◆ **RECORDS TO PROCESS**
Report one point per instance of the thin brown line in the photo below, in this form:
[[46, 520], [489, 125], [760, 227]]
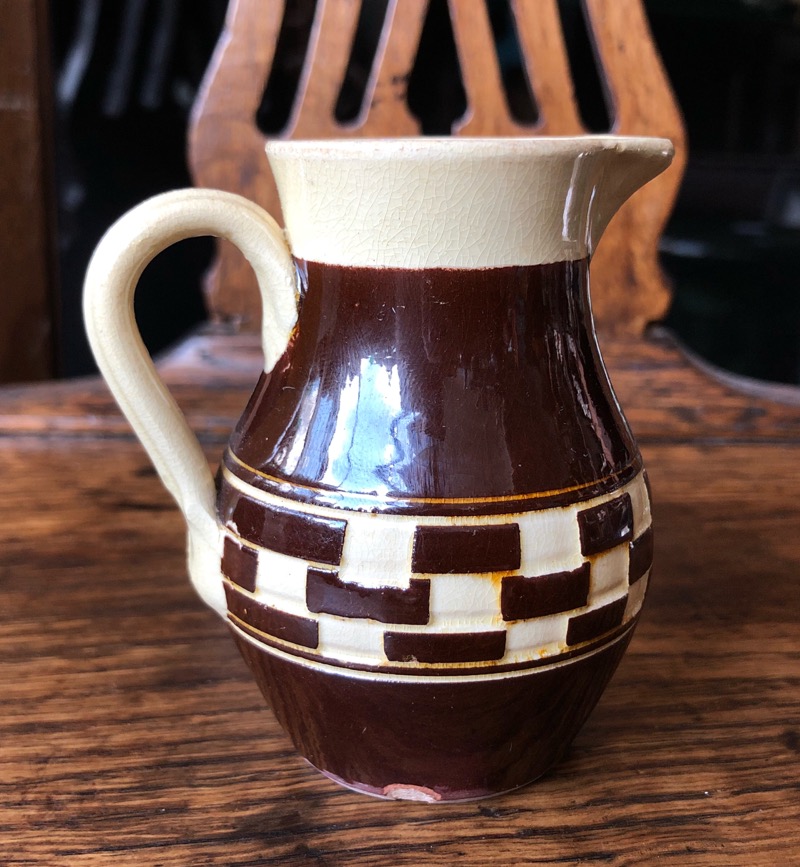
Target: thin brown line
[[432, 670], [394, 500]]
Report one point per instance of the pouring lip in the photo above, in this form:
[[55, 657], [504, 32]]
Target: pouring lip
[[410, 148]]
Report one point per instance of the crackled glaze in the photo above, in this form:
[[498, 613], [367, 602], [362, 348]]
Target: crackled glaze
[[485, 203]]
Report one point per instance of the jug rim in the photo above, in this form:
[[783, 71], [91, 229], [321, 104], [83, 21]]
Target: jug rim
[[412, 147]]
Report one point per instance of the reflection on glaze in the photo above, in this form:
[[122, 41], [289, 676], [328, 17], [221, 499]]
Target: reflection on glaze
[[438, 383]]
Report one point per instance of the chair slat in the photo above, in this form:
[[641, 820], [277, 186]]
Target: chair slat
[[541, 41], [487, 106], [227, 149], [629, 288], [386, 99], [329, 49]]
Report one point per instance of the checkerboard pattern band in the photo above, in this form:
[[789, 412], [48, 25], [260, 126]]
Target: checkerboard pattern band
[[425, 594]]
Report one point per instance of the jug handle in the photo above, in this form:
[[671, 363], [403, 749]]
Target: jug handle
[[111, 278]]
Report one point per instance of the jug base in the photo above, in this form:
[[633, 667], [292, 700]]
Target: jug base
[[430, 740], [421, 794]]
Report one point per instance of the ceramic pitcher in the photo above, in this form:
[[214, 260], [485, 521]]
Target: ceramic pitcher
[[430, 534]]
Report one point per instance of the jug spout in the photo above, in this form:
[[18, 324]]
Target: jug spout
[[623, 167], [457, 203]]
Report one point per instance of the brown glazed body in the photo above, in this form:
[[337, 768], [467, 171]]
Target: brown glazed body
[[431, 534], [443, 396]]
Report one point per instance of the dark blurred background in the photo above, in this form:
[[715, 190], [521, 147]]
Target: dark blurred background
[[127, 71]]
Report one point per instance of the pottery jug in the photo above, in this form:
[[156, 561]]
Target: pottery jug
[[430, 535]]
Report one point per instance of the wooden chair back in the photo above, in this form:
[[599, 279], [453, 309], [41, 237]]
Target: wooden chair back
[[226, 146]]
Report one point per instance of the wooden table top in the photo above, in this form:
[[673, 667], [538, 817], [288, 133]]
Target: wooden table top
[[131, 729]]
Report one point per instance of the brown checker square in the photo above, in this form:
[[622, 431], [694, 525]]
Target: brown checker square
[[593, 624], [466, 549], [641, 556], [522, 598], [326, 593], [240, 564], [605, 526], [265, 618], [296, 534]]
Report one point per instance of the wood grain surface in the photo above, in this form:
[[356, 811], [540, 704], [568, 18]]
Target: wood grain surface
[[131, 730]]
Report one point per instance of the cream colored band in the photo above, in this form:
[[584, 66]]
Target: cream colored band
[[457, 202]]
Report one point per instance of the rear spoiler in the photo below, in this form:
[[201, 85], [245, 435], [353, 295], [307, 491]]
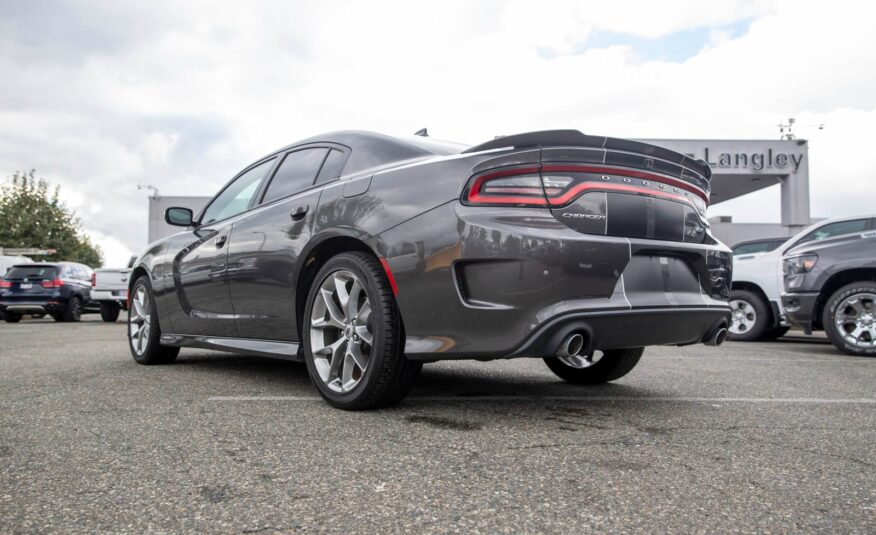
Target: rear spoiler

◆ **DO THIS**
Copy every one of the records above word for word, leaving out the pictures.

◆ **EXPECTED OUTPUT**
Report one point per instance of the thin brown line in the photo below, in this form:
[[46, 520], [489, 125], [760, 227]]
Target: thin brown line
[[432, 670], [394, 500]]
Report one point per instance of the pouring lip in the photo above, in this form:
[[55, 657], [504, 32]]
Target: pouring lip
[[410, 148]]
Report one point per instance of the crackled glaze in the photo above, in this form:
[[498, 613], [367, 602], [362, 348]]
Target: crackled glaze
[[485, 203]]
Report one point per instance of the jug rim in the photo above, in this form:
[[783, 71], [91, 229], [321, 104], [83, 21]]
Target: jug rim
[[412, 147]]
Report one point per instance of the reflection on glaze in the photo above, in this form:
[[122, 41], [289, 676], [328, 17], [221, 499]]
Target: reflection on glaze
[[438, 383]]
Report one point per instance of the chair slat in the photo above, in this form:
[[641, 820], [277, 186]]
Target: chair slat
[[541, 41], [487, 106], [227, 149], [629, 288], [386, 99], [329, 49]]
Report one point per instance of the checkerboard pattern band in the photo above, in this form:
[[789, 412], [48, 25], [260, 126]]
Target: checkerboard pattern band
[[425, 594]]
Report one point per instance of the jug handle in the photo above, in this form:
[[671, 363], [403, 749]]
Target: jug handle
[[111, 278]]
Report one point per instance of the jug base in the photo above, in this form:
[[633, 667], [292, 700]]
Target: jug base
[[430, 740], [421, 794]]
Report one point per instance of the ceramic pitcher in the photo above, in this form:
[[214, 260], [485, 521]]
Target: ceramic pitcher
[[430, 534]]
Report one point per instance of the jug spout in the photo above, in this form:
[[18, 324]]
Target: jug spout
[[623, 167], [457, 203]]
Report one point per instance of the brown glazed body in the photo above, in this form:
[[337, 768], [467, 171]]
Target: brown glazed body
[[431, 534], [443, 396]]
Report one point per instance of the dark blurred background in the photo above, in this form:
[[715, 190], [521, 147]]
Target: dark blurred background
[[127, 71]]
Report one point per instance of the pottery jug in the photo above, in this form:
[[156, 561]]
Target: pottery jug
[[430, 535]]
Report one point per instance of the wooden chair back in the photo above, in this form:
[[599, 279], [453, 309], [41, 237]]
Target: wooden chair back
[[226, 146]]
Report one point per instance of the wooden table top in the photo above, in this form:
[[673, 667], [538, 817], [288, 133]]
Target: wooden table top
[[131, 729]]
Report one point per instance of the brown checker square in the photo above, in this form:
[[622, 431], [694, 525]]
Target: brown checker square
[[593, 624], [466, 549], [641, 556], [522, 598], [326, 593], [240, 564], [605, 526], [265, 618], [296, 534]]
Report one point per instance of the wood grain surface in the photo above, in this form:
[[356, 811], [540, 704], [568, 18]]
Target: wood grain surface
[[131, 730]]
Report one point per instance of the cream colored band in the photo above, in this form:
[[584, 66]]
Target: cream colored band
[[457, 202]]
Report one point per instance of the rear spoiler in the photo below, in this form:
[[201, 85], [245, 435], [353, 295], [307, 491]]
Target: rear spoiler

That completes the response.